*EXERCISE AIM*.
Reproduce all of the entries below, swapping every occurrence of "detector" for "localizer" and leaving everything else unchanged.

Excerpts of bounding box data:
.....

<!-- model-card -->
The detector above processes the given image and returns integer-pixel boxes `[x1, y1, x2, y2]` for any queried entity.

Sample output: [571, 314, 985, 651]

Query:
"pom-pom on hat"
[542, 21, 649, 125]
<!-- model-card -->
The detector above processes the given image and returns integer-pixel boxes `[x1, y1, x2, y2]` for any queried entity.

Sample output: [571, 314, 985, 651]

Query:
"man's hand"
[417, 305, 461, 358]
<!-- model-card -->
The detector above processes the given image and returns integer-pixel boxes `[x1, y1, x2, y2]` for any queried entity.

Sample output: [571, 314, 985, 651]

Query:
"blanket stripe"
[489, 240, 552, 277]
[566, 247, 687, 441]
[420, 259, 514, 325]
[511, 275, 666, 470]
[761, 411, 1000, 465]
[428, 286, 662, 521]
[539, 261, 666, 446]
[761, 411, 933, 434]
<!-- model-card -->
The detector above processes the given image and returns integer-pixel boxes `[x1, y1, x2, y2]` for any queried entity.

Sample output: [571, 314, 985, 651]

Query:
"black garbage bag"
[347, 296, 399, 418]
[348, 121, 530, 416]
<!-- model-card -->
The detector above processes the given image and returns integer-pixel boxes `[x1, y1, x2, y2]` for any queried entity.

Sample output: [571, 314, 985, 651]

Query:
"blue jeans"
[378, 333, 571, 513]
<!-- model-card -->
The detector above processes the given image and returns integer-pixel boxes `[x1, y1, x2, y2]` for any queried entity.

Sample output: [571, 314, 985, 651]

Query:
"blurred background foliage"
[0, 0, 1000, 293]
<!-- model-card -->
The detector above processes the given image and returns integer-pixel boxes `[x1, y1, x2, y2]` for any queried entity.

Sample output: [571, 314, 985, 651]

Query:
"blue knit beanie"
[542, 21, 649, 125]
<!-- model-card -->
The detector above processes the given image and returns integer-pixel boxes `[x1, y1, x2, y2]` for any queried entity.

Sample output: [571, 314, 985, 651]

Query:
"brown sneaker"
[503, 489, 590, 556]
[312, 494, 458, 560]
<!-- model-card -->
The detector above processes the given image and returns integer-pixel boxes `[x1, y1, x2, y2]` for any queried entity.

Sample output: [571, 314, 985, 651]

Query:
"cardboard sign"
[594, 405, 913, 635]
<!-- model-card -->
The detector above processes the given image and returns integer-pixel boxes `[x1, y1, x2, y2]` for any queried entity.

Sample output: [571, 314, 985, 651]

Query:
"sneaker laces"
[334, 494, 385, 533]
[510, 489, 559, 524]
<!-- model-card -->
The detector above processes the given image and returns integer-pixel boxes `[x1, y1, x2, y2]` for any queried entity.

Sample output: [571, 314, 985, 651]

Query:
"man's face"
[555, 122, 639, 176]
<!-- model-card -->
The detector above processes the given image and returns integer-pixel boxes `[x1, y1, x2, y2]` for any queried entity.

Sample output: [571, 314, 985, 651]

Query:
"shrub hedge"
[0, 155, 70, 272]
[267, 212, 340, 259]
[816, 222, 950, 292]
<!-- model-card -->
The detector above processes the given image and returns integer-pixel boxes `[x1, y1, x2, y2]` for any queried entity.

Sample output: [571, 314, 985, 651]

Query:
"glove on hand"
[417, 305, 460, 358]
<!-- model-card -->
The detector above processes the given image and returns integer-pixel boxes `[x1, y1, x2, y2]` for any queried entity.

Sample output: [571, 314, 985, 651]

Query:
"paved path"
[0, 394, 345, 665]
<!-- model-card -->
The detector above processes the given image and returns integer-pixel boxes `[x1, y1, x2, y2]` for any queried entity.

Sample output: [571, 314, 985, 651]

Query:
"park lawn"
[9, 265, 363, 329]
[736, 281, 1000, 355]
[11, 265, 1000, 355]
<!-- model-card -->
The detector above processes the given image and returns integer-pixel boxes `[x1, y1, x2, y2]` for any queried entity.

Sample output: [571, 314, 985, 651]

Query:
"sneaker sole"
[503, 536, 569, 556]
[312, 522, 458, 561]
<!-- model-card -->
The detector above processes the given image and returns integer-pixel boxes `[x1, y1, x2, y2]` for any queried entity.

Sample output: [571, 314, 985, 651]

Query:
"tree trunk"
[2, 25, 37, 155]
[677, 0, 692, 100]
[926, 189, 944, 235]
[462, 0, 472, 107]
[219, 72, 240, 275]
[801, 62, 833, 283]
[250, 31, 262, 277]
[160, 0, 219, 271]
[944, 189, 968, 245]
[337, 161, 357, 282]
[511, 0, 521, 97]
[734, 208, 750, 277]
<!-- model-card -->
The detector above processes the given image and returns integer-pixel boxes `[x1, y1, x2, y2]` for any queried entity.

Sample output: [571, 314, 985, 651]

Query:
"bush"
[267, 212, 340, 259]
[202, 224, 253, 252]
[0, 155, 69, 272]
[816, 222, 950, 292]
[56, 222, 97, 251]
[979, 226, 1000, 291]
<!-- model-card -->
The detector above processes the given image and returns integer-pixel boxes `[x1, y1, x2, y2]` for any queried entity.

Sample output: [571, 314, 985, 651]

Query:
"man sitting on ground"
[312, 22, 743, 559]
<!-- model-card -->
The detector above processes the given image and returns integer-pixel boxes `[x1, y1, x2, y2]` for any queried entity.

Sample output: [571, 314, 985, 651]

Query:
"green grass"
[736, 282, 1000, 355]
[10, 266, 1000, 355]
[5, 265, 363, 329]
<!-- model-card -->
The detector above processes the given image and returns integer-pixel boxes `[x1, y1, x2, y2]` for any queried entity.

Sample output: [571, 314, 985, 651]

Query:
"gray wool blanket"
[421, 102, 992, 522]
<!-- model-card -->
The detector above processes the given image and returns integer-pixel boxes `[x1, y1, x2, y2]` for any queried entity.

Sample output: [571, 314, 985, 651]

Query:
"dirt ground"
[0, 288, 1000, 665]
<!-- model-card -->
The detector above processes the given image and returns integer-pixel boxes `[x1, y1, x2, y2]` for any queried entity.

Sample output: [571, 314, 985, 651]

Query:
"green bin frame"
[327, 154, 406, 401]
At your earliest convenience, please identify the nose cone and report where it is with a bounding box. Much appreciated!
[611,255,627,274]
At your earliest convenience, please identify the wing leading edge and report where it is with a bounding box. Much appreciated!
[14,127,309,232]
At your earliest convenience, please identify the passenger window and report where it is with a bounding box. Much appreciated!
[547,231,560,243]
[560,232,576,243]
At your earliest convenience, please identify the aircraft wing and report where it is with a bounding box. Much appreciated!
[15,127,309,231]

.....

*SOLUTION TO THE EXERCISE*.
<!-- model-card -->
The localizer above processes the given image and returns integer-pixel boxes `[x1, y1, x2, y2]` for any queried entity.

Sample output: [571, 314, 985, 651]

Query:
"pom-pom on hat"
[542, 21, 649, 125]
<!-- model-card -->
The localizer above processes the given image and returns integer-pixel boxes `[x1, y1, x2, y2]` for any queried entity.

Sample output: [571, 314, 985, 651]

Query:
"man's hand"
[417, 305, 461, 358]
<!-- model-card -->
The localizer above processes the given image and returns integer-pixel boxes `[x1, y1, x2, y2]` for any queried entity.

Sample output: [571, 314, 985, 651]

Query:
"blanket stripe"
[489, 240, 552, 277]
[566, 247, 687, 441]
[420, 259, 514, 325]
[511, 275, 666, 470]
[761, 411, 1000, 465]
[428, 286, 662, 521]
[539, 261, 666, 446]
[761, 411, 933, 434]
<!-- model-card -->
The localizer above processes the given image and returns integer-pixel boxes `[x1, y1, x2, y2]` for any queried entity.

Sample output: [571, 314, 985, 651]

Query:
"black garbage bag"
[347, 296, 399, 418]
[348, 121, 530, 416]
<!-- model-card -->
The localizer above processes the given image and returns integer-pixel boxes `[x1, y1, x2, y2]` for any queried entity.

Sample output: [571, 314, 985, 651]

Query:
"blue jeans"
[378, 333, 571, 513]
<!-- model-card -->
The localizer above processes the given image and returns integer-pixel boxes `[x1, y1, x2, y2]` for any queried entity.

Sample output: [571, 314, 985, 651]

Query:
"blurred background foliage"
[0, 0, 1000, 293]
<!-- model-card -->
The localizer above processes the given image and returns integer-pixel boxes `[x1, y1, x2, y2]` for any queried entity.

Sample output: [571, 314, 985, 651]

Query:
"blue knit beanie"
[542, 21, 649, 125]
<!-- model-card -->
The localizer above processes the given image and returns integer-pixel boxes `[x1, y1, x2, y2]` for any queried entity.

Sample output: [571, 314, 985, 651]

Query:
"brown sneaker"
[503, 489, 590, 556]
[312, 494, 458, 560]
<!-- model-card -->
The localizer above processes the given image and returns integer-pixel boxes `[x1, y1, x2, y2]` for any queried entity.

Sample output: [571, 314, 985, 651]

Query:
"cardboard sign"
[594, 405, 913, 635]
<!-- model-card -->
The localizer above processes the given image and returns integer-pixel boxes `[x1, y1, x2, y2]` for any queried entity.

Sample output: [571, 314, 985, 651]

Query:
"sneaker laces"
[334, 494, 385, 533]
[510, 489, 559, 524]
<!-- model-card -->
The localizer above processes the given image and returns integer-pixel boxes `[x1, y1, x2, y2]` for any queried entity.

Sample output: [571, 314, 985, 651]

Query:
"man's face"
[555, 122, 639, 176]
<!-- model-card -->
The localizer above processes the given image and returns integer-pixel boxes `[x1, y1, x2, y2]` for any queried entity.

Sample output: [571, 314, 985, 651]

Query:
"shrub hedge"
[0, 155, 70, 272]
[267, 212, 340, 259]
[816, 222, 950, 292]
<!-- model-card -->
The localizer above processes the given image and returns integer-pixel boxes `[x1, y1, x2, y2]` for any queried entity.

Sample output: [571, 314, 985, 651]

Query:
"glove on hand"
[417, 305, 460, 358]
<!-- model-card -->
The localizer above processes the given image and returns integer-pixel boxes `[x1, y1, x2, y2]` for any queried entity.

Sample output: [571, 314, 985, 651]

Query:
"paved path"
[0, 394, 345, 665]
<!-- model-card -->
The localizer above processes the given image and returns integer-pixel boxes `[x1, y1, x2, y2]` for any queried entity.

Sample output: [571, 314, 985, 651]

Query:
"park lawn"
[9, 265, 363, 329]
[736, 281, 1000, 355]
[11, 265, 1000, 355]
<!-- model-card -->
The localizer above processes the given image and returns integer-pixel boxes `[x1, y1, x2, y2]` for any queried entity.

Sample output: [571, 314, 985, 651]

Query:
"sneaker sole"
[503, 536, 569, 556]
[312, 522, 458, 561]
<!-- model-card -->
The localizer above processes the given image and returns integer-pixel boxes `[x1, y1, x2, y2]` for any queried entity.

Sample output: [571, 314, 985, 651]

Query:
"tree trunk"
[2, 25, 37, 155]
[677, 0, 692, 100]
[926, 189, 944, 235]
[462, 0, 472, 107]
[219, 72, 240, 275]
[801, 62, 833, 283]
[250, 31, 262, 277]
[160, 0, 219, 271]
[944, 189, 968, 245]
[337, 161, 357, 282]
[511, 0, 521, 97]
[734, 208, 750, 277]
<!-- model-card -->
The localizer above processes the given image and returns integer-pixel boxes `[x1, y1, x2, y2]` for any queried entity.

Sample output: [571, 314, 985, 651]

Query:
"bush"
[267, 212, 340, 259]
[202, 224, 253, 252]
[0, 155, 69, 272]
[816, 222, 950, 292]
[56, 222, 97, 251]
[979, 226, 1000, 291]
<!-- model-card -->
The localizer above processes the given image and returns integer-pixel boxes `[x1, y1, x2, y2]` for any queried entity.

Sample output: [571, 314, 985, 651]

Query:
"man sitting on ground"
[312, 22, 743, 559]
<!-- model-card -->
The localizer above processes the given image and returns integer-pixel boxes `[x1, y1, x2, y2]` for any queried entity.

Sample output: [571, 314, 985, 651]

Query:
"green grass"
[736, 282, 1000, 355]
[10, 266, 1000, 355]
[5, 265, 363, 329]
<!-- model-card -->
The localizer above processes the given image and returns integer-pixel boxes `[x1, y1, x2, y2]` for any queried entity.

Sample output: [571, 314, 985, 651]

Query:
"gray wool blanket"
[421, 102, 992, 522]
<!-- model-card -->
The localizer above processes the given image and returns integer-pixel boxes `[x1, y1, x2, y2]` for any queried entity.

Sample output: [571, 314, 985, 651]

Query:
"dirt ground"
[0, 288, 1000, 665]
<!-- model-card -->
The localizer above processes the given image and returns integer-pixel boxes `[x1, y1, x2, y2]` for any queried entity.

Sample output: [571, 314, 985, 651]

Query:
"green bin frame"
[327, 154, 406, 401]
At your earliest convenience, please identify the nose cone and report where it is with a bounding box. Much appreciated!
[611,255,627,274]
At your earliest convenience, please identify the wing leading edge and report where it is with a bounding box. Much appreciated!
[14,127,309,232]
At your earliest convenience, please identify the passenger window and report where it is with a bounding box. Much appreciated!
[547,231,560,243]
[560,232,576,243]
At your earliest convenience, please identify the aircraft wing and report where it is with a bounding box. Much appreciated!
[15,127,309,231]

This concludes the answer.